SOURCE MATERIAL:
** BEGIN **
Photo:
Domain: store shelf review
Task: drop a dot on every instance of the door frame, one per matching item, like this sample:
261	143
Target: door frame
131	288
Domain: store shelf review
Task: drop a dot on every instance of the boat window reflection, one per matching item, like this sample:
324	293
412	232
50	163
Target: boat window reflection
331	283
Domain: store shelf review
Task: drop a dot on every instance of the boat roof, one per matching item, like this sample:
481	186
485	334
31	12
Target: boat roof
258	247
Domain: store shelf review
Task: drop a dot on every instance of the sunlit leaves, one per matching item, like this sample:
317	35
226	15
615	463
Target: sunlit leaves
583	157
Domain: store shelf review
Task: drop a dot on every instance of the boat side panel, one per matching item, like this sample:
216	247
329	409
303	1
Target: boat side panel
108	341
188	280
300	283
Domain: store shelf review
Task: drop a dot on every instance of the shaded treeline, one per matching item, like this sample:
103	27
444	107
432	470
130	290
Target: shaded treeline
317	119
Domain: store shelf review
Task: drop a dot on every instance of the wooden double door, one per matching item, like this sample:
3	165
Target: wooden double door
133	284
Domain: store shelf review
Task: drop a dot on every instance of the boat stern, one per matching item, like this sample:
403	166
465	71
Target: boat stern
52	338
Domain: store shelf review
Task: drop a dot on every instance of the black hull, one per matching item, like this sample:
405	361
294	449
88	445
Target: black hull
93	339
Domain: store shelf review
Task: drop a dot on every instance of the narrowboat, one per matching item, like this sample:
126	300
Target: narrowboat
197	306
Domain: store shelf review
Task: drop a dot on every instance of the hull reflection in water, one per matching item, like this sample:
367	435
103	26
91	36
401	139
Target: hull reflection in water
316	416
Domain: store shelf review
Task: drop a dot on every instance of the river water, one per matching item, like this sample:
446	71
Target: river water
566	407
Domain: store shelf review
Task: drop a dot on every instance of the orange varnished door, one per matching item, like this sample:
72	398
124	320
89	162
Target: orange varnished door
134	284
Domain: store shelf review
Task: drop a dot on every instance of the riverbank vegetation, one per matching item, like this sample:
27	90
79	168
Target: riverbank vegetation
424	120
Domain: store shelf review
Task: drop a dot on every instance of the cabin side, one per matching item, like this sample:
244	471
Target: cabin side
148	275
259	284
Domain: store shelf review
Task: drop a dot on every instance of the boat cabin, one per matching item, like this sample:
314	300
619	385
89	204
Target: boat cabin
** END **
TASK DESCRIPTION:
Count the lines in the material above that contain the string "hull", and give only the number.

OUTPUT:
4